═══ SUPPLIED MATERIAL

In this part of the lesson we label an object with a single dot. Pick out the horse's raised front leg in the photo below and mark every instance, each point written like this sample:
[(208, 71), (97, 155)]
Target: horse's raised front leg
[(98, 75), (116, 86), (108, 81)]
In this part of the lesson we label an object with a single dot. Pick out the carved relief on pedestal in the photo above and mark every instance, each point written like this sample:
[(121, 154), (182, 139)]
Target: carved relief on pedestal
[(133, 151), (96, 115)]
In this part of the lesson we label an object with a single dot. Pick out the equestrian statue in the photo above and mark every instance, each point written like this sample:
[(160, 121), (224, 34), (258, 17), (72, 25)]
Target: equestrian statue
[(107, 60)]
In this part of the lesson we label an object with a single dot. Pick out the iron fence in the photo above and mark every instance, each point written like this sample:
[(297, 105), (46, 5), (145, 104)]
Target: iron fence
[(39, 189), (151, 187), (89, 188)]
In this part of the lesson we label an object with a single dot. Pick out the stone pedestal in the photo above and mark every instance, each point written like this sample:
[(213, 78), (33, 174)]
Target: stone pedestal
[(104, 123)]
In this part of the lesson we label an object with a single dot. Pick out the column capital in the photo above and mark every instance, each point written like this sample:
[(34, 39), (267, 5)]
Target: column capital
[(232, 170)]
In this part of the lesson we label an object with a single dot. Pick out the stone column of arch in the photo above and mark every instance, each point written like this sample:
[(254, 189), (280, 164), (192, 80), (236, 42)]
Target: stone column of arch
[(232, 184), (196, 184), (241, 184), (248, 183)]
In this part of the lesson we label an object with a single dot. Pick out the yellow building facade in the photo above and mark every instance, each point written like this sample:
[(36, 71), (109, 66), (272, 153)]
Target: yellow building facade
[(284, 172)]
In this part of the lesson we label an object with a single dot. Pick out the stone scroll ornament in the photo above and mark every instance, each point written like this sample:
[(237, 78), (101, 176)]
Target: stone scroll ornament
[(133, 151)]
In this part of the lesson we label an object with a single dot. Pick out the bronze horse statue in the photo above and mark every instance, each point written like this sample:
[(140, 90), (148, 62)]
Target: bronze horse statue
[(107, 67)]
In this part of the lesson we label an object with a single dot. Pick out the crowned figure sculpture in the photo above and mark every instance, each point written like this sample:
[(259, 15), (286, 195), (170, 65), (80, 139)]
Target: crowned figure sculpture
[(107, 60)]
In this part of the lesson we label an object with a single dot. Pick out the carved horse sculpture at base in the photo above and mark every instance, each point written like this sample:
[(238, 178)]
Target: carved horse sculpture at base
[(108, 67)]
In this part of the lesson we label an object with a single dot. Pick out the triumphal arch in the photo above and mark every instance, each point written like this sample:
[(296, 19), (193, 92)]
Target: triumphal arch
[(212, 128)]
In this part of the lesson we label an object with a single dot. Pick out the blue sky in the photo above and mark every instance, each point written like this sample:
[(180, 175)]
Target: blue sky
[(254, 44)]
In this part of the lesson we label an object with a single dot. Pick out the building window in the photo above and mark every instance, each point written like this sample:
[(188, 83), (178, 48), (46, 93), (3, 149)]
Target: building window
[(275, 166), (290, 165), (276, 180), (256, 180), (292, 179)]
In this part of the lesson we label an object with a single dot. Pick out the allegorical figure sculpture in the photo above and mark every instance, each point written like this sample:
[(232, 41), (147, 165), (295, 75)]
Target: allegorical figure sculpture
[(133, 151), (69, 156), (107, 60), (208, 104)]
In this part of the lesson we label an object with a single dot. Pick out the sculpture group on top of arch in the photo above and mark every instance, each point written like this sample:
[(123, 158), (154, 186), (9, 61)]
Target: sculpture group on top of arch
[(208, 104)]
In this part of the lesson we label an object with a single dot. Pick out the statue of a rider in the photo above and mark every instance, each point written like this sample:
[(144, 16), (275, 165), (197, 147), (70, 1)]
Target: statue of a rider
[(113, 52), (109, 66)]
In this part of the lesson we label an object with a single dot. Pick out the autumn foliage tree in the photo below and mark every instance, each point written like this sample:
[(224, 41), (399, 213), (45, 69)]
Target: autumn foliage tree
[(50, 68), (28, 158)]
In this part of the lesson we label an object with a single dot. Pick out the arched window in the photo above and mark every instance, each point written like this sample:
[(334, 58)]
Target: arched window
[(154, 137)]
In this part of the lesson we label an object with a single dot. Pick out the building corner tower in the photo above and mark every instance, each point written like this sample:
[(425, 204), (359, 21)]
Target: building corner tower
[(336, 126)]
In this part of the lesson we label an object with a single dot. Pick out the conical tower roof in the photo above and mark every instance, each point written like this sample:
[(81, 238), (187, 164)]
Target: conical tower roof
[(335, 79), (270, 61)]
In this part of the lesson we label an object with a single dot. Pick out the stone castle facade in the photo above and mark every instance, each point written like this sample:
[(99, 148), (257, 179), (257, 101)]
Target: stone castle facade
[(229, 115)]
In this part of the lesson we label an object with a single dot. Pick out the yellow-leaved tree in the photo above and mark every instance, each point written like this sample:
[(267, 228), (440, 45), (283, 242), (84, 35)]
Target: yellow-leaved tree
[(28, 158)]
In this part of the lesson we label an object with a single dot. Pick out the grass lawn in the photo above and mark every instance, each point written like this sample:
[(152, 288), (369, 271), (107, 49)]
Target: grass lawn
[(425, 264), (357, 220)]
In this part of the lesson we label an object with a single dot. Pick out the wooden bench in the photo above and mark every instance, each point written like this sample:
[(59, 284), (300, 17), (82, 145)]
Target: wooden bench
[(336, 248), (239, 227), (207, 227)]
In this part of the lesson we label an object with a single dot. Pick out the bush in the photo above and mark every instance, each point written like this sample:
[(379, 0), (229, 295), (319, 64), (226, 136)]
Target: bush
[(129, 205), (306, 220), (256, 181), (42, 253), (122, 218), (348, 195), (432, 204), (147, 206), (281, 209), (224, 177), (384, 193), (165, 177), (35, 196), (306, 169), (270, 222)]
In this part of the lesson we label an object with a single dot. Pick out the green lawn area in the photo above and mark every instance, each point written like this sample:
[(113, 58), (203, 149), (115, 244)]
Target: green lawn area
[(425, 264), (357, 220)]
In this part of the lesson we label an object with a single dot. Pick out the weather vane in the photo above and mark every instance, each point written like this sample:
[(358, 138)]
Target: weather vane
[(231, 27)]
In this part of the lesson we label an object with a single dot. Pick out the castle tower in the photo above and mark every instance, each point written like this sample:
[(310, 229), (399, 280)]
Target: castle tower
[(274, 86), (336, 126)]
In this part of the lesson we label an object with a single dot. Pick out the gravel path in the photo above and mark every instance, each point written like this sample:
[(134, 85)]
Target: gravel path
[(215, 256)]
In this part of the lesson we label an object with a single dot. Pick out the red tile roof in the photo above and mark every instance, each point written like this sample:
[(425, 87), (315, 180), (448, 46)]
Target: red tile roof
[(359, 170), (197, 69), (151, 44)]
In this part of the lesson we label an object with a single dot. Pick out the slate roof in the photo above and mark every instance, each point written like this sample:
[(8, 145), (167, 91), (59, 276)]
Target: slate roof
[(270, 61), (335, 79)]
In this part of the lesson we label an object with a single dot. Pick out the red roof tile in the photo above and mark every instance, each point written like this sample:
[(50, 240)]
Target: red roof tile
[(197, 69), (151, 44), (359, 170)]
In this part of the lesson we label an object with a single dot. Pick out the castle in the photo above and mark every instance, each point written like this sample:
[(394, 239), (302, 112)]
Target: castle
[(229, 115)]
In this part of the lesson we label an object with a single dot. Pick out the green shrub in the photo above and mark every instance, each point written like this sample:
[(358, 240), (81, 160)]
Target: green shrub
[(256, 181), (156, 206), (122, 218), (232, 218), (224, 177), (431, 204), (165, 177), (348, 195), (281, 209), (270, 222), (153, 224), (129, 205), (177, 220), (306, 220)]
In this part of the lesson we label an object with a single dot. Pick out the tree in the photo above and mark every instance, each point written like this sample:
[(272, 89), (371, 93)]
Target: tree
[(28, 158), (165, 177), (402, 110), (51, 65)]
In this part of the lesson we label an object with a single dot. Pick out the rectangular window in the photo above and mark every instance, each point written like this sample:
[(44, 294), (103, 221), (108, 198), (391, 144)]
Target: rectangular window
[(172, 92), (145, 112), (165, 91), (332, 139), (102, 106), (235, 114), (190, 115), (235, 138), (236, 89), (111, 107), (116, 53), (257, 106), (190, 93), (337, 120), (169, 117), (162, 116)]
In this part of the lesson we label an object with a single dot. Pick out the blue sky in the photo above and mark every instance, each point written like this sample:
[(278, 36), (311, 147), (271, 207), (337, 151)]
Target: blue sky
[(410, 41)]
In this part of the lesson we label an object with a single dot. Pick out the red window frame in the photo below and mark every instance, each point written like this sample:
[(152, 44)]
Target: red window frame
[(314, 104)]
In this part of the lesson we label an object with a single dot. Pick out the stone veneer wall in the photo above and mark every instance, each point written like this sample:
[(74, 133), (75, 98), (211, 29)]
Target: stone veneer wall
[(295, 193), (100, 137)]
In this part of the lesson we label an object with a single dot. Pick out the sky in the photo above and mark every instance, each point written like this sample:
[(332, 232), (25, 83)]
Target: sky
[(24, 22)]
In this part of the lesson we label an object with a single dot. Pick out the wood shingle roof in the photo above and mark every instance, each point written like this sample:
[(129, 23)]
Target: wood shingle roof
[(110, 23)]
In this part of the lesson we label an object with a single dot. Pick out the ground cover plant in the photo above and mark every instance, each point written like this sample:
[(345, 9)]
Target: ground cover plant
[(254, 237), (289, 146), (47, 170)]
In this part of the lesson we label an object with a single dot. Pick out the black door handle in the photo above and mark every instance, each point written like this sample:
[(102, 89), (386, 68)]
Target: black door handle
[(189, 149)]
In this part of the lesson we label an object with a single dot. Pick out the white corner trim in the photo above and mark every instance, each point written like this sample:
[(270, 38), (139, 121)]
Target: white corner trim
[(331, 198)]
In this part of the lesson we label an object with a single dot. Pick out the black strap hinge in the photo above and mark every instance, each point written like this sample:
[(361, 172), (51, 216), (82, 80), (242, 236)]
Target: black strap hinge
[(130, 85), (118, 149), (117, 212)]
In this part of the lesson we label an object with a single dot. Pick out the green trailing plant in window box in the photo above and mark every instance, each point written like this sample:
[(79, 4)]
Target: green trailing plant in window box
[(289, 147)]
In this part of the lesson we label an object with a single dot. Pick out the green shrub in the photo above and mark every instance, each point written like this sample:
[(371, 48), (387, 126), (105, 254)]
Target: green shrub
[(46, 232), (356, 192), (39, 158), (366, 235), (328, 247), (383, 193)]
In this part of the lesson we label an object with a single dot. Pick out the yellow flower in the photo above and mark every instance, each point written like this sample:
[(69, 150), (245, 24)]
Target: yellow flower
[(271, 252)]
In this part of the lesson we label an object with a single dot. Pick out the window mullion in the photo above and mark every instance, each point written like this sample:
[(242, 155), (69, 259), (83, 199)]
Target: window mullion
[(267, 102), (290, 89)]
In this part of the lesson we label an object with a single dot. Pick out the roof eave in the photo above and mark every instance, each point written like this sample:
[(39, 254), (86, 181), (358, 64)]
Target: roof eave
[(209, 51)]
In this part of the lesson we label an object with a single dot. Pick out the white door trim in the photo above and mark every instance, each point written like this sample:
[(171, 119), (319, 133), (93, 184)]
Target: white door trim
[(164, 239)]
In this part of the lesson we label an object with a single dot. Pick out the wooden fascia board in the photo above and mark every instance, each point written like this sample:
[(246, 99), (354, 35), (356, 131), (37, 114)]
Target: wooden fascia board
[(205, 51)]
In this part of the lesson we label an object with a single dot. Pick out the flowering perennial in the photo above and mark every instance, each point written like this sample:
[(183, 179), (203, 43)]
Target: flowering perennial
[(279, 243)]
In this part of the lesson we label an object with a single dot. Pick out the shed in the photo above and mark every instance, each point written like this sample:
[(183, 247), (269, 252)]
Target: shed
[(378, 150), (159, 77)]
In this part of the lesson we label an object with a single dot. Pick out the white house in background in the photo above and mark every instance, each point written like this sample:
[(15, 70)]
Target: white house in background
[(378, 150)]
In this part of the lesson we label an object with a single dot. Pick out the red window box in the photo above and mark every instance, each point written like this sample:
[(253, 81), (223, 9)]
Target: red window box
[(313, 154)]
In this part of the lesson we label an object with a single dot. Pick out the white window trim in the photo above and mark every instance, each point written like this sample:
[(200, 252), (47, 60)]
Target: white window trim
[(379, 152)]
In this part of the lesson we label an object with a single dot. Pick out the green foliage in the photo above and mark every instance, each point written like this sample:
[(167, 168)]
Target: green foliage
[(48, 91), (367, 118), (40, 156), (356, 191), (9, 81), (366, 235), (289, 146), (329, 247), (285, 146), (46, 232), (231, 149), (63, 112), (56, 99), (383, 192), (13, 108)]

══════

**EXERCISE AIM:**
Copy the items word for word, from the very first line through the line containing "[(232, 170)]", including both.

**ANSWER BELOW:**
In this part of the lesson we label an object with a single dot. Pick out the horse's raised front leg in the photo below and mark every instance, each point written like this sample:
[(208, 71), (97, 155)]
Target: horse's raised front leg
[(98, 75), (116, 86), (108, 81)]
In this part of the lesson we label an object with a single dot. Pick out the carved relief on pedestal in the photo above and mark every instance, each point written like this sample:
[(121, 154), (182, 139)]
Target: carved relief on pedestal
[(133, 151), (96, 115)]
In this part of the lesson we label an object with a single dot. Pick out the equestrian statue in the photo above and mark every instance, each point written like this sample:
[(160, 121), (224, 34), (258, 17), (72, 25)]
Target: equestrian statue
[(107, 60)]
In this part of the lesson we label an object with a single dot. Pick out the iron fence in the photo above and mark every instance, each point written like this sample:
[(297, 105), (46, 5), (145, 104)]
Target: iron fence
[(39, 189), (151, 187), (89, 188)]
In this part of the lesson we label an object with a single dot. Pick out the stone pedestal in the photo above and mark every instance, each point written like this sample:
[(213, 78), (33, 174)]
Target: stone pedestal
[(104, 123)]
In this part of the lesson we label an object with a single dot. Pick out the column capital in the photo above and mark every instance, each point written like this sample:
[(34, 39), (267, 5)]
Target: column capital
[(232, 170)]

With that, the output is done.